** Given request 1 **
Lay out the records as a numbered list, starting at the line containing "rear wheel, one" and continuing through the last line of the records, with both ends included. Leave out blank lines and the pictures.

** Page excerpt **
- - - - - - -

Thread: Handling Large Amounts of Data

  1. #1
    Registered User
    Join Date
    May 2002
    Posts
    208

    Handling Large Amounts of Data

    Hey Guys,

    I was hoping to get some peoples opinion on something. I am not new to C++/C programming but by no means am I an expert. I am a physics student who uses it in his research. I have an extremely large Data set which I want to visualize. I have the graphics portion of the code done, I just need a way to handle reading all the data into the program. The data is organized into 100 different files (each file essentially represents a frame); within each file there is 1000 rows and 11 columns. Reading this data in, normalizing it and displaying it file by file is not working (Maybe I am just implementing it inefficently) and reading it all in at the begining seems counter productive and slow. Does anyone know of an efficent way to handle this much information within a program?
    Jeff Paddon
    Undergraduate Research Assistant
    Physics Department
    St. Francis Xavier University

  2. #2
    (?<!re)tired Mario F.'s Avatar
    Join Date
    May 2006
    Location
    Ireland
    Posts
    8,446
    Depends on many factors, kas2002. You will have to be a little more precise on how the data is being displayed and what type of data are we talking about... strings, numbers, ... and probably also on what type of operations you are performing on that data.

    Usually the best way nonetheless is to try and follow some data treatment and displaying scheme that allows you to use lazy evaluation techniques. But do provide more info.
    Originally Posted by brewbuck:
    Reimplementing a large system in another language to get a 25% performance boost is nonsense. It would be cheaper to just get a computer which is 25% faster.

  3. #3
    Registered User
    Join Date
    Jan 2005
    Location
    Estonia
    Posts
    131
    Could you specify the things that the program has to do and the code that you have written for doing it.

  4. #4
    and the hat of int overfl Salem's Avatar
    Join Date
    Aug 2001
    Location
    The edge of the known universe
    Posts
    39,659
    > The data is organized into 100 different files
    Well the simple test is to do
    Code:
    while ( f.getline(string) ) {
    }
    inside the loop which opens and closes all 100 files.

    This will give you the benchmark for simply reading all the data.

    At least you will have something to compare against if the next step doubles the time.
    If you dance barefoot on the broken glass of undefined behaviour, you've got to expect the occasional cut.
    If at first you don't succeed, try writing your phone number on the exam paper.

- - - - - - -

** Given request 2 **
Rewrite the paragraph in the forum thread on handling large data that begins "I was hoping to get some peoples opinion" so it is shorter but keeps its main facts.

- - - - - - -

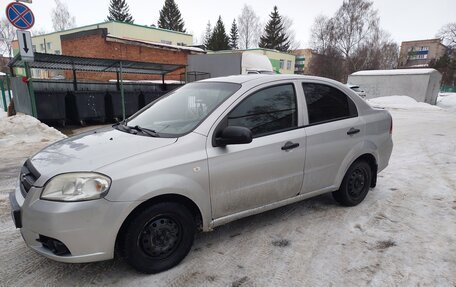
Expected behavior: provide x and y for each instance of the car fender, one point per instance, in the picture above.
(166, 184)
(362, 148)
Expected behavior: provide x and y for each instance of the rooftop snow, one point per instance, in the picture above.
(394, 72)
(176, 47)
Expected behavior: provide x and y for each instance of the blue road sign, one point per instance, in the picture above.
(20, 16)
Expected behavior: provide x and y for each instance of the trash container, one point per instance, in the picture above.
(85, 106)
(51, 107)
(114, 104)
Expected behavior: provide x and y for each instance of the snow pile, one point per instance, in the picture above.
(400, 102)
(26, 129)
(447, 100)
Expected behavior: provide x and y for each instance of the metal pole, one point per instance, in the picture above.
(118, 80)
(5, 108)
(31, 91)
(8, 87)
(186, 75)
(122, 93)
(75, 82)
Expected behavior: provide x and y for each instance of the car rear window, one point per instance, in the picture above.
(325, 103)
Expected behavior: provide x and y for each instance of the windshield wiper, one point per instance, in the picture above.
(145, 131)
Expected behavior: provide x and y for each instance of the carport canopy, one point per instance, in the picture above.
(72, 63)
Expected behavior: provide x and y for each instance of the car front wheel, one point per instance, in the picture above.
(159, 237)
(355, 185)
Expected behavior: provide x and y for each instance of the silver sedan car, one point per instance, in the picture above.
(201, 156)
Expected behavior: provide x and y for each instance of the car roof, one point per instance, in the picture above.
(241, 79)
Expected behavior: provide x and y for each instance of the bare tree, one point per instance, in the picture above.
(355, 23)
(249, 28)
(61, 17)
(7, 34)
(290, 32)
(448, 35)
(322, 34)
(206, 37)
(354, 35)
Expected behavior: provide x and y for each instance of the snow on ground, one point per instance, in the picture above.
(400, 102)
(21, 129)
(403, 234)
(447, 100)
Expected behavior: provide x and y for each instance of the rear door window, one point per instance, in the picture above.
(326, 103)
(267, 111)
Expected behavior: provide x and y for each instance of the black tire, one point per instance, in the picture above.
(355, 185)
(158, 237)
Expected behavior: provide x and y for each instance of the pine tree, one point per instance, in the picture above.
(119, 11)
(234, 36)
(274, 36)
(170, 17)
(219, 40)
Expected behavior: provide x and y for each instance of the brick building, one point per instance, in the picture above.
(98, 44)
(418, 54)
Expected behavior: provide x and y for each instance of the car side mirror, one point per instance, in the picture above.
(234, 135)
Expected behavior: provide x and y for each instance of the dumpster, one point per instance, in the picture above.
(85, 106)
(51, 107)
(114, 105)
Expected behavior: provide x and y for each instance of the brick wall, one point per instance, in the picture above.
(94, 44)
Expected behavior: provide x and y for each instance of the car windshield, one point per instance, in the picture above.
(182, 110)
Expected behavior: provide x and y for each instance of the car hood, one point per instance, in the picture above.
(93, 150)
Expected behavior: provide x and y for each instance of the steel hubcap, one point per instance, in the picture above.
(160, 237)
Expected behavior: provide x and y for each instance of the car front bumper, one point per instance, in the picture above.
(88, 229)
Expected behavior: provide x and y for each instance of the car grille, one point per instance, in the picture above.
(28, 177)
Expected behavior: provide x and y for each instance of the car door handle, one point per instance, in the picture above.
(289, 146)
(353, 131)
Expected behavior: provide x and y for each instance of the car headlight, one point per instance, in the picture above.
(76, 187)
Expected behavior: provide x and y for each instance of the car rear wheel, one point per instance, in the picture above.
(159, 237)
(355, 185)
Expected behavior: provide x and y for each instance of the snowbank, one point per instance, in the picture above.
(400, 102)
(25, 129)
(447, 100)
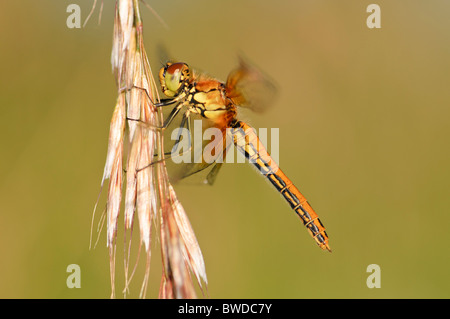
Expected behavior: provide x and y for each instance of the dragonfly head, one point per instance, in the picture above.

- - - - - - -

** Solution 1 **
1. Expected behavior: provide x and y for each instance of the car rear wheel, one point per instance, in the picture above.
2. (159, 237)
3. (355, 185)
4. Expected behavior: provide x and y for each instance of the snowbank, one point per instance, in the picture above.
5. (400, 102)
6. (25, 129)
7. (447, 100)
8. Expected behavior: provide x and y for each instance of the dragonfly head, one point per instance, in the picture above.

** Solution 2 **
I'm a physics student who uses C++/C in research. I'm not new to it, but I'm not an expert either. I want to visualize an extremely large data set. The graphics code is done, but I still need a way to read the data in. The data is split across 100 files, one per frame, and each file has 1000 rows and 11 columns. Reading, normalizing and displaying the data file by file isn't working, possibly because my implementation is inefficient. Loading everything at the start seems counterproductive and slow. Is there an efficient way to handle this much data?